◆ DIRECTIVE:
Gather each line in the listing below that contains the string "yellow". Treat the match as case-sensitive.

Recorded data
:::::
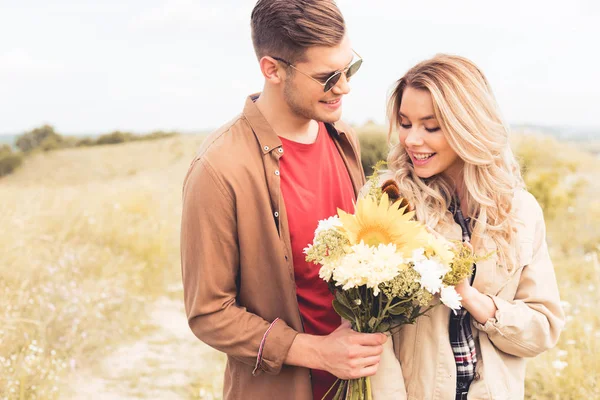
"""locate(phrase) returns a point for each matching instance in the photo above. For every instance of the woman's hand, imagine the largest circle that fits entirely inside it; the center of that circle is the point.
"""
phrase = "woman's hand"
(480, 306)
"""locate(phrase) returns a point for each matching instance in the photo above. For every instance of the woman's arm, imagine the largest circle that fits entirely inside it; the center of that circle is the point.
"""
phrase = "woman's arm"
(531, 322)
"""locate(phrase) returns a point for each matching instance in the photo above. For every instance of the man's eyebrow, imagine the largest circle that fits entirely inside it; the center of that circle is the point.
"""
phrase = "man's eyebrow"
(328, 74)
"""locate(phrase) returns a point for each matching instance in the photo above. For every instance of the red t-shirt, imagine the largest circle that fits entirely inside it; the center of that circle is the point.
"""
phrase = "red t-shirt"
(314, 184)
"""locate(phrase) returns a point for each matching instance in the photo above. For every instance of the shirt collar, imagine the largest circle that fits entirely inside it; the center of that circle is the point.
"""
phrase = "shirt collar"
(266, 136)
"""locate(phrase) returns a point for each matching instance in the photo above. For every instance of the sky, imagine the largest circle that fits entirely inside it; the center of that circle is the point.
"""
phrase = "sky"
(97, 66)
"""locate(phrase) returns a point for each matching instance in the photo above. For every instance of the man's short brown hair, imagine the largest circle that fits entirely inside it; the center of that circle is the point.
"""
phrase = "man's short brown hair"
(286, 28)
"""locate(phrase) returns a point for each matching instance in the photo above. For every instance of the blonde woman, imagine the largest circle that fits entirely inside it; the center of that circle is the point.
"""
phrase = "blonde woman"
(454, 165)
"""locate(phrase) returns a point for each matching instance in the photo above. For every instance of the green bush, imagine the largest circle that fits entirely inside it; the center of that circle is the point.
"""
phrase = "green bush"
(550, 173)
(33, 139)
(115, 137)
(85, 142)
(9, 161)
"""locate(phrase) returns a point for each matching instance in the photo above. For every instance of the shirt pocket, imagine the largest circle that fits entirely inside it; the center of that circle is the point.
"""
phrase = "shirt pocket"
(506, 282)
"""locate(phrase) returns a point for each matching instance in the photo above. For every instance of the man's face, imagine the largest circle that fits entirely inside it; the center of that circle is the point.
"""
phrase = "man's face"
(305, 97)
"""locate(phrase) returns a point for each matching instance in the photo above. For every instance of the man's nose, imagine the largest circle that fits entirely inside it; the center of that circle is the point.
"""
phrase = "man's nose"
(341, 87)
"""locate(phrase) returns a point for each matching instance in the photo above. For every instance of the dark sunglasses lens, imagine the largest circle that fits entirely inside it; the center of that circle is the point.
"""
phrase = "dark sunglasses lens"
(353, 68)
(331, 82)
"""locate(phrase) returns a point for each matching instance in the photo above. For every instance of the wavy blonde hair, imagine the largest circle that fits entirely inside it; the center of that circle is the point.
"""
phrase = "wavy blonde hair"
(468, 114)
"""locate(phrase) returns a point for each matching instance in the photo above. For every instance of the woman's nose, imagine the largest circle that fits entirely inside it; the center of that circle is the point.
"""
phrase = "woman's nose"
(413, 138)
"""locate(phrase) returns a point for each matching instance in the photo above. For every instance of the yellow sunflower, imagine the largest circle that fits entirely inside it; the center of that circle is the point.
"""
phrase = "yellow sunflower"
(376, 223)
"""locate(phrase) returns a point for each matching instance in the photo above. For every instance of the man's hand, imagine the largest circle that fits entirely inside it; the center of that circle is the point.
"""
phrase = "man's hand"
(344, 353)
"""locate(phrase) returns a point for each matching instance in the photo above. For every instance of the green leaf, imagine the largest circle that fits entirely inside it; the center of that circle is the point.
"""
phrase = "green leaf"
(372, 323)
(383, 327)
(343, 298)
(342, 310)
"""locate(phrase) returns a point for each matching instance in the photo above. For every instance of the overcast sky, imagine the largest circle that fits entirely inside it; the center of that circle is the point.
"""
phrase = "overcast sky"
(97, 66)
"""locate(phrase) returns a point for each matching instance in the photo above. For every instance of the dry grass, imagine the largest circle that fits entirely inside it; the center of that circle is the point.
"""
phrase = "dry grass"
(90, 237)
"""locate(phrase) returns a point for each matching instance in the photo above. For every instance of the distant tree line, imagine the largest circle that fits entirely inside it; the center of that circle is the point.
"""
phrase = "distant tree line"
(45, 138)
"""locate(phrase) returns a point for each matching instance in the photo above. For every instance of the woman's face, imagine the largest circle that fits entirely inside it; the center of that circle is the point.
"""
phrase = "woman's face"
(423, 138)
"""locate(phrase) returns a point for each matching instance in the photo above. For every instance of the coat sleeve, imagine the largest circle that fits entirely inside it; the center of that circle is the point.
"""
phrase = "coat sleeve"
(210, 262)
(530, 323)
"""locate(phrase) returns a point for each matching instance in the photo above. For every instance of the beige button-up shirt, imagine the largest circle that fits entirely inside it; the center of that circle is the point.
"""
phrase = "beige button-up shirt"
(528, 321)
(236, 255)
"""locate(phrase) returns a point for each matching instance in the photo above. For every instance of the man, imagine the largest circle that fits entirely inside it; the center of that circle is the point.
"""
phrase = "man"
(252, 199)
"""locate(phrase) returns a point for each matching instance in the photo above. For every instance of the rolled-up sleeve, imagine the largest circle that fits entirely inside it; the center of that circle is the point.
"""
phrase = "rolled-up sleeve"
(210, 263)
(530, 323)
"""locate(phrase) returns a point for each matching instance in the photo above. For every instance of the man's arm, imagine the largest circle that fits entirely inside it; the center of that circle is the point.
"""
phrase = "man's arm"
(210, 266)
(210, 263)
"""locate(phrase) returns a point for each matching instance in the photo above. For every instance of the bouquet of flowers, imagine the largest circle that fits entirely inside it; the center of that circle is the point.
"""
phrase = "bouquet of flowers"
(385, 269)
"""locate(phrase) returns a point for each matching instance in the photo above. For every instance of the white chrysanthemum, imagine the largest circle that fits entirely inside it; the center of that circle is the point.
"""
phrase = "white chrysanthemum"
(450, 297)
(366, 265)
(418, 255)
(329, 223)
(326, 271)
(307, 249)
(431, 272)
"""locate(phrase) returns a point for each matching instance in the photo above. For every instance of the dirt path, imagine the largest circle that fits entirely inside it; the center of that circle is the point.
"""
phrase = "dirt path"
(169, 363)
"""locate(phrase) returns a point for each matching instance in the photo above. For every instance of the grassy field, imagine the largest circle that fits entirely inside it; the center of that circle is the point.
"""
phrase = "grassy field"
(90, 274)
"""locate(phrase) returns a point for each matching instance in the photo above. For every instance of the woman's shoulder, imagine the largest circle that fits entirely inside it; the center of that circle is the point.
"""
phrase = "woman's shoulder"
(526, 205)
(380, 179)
:::::
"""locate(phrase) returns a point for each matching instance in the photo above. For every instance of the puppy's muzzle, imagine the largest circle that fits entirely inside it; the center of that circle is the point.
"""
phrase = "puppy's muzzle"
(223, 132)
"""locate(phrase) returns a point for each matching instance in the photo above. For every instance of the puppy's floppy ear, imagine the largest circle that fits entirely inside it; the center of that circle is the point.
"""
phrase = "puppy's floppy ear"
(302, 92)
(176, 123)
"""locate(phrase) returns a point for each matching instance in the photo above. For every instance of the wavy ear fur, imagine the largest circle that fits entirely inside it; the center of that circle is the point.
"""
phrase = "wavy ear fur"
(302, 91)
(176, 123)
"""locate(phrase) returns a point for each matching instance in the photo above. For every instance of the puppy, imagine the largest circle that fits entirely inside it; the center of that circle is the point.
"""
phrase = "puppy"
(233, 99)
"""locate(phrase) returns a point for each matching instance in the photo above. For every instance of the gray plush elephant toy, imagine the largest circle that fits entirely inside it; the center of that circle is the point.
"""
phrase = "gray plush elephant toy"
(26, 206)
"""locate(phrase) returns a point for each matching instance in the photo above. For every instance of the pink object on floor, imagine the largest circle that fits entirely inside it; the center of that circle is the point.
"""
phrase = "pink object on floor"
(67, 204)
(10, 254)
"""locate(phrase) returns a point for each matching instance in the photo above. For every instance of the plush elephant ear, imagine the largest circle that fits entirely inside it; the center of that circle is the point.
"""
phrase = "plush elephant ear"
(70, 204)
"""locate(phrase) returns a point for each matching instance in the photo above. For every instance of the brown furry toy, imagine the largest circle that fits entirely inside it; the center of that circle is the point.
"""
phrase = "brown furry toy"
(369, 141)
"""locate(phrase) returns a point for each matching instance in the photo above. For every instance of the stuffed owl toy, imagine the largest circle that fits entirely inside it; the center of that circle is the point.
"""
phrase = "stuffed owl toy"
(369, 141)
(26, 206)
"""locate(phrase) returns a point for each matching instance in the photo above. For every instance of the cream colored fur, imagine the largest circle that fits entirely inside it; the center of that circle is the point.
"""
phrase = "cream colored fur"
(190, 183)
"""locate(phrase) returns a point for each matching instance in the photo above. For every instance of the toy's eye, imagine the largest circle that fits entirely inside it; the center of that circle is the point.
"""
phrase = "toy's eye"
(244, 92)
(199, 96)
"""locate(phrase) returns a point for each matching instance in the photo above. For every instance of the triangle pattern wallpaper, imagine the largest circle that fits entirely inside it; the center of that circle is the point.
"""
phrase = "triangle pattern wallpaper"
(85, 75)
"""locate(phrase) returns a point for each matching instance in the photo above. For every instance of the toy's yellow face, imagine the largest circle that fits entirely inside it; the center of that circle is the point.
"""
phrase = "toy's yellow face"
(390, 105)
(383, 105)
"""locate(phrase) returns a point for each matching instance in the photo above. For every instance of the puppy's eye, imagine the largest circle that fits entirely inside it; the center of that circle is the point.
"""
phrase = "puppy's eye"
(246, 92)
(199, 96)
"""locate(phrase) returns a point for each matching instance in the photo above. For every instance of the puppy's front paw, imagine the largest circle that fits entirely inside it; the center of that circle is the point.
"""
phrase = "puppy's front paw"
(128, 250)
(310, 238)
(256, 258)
:::::
◆ SOLUTION FOR THIS EXERCISE:
"""locate(phrase) returns a point for each matching instance in the photo above. For every instance of the yellow sunflower, imagine the largest circle that fits entirely inside it; the center of that circle is the point.
phrase = "yellow sunflower"
"""locate(phrase) returns a point for each matching instance in the photo above. For every instance of the toy's yellow face, imagine the largest circle that fits entirely inside it; the center of that circle is the point.
phrase = "toy's yellow face"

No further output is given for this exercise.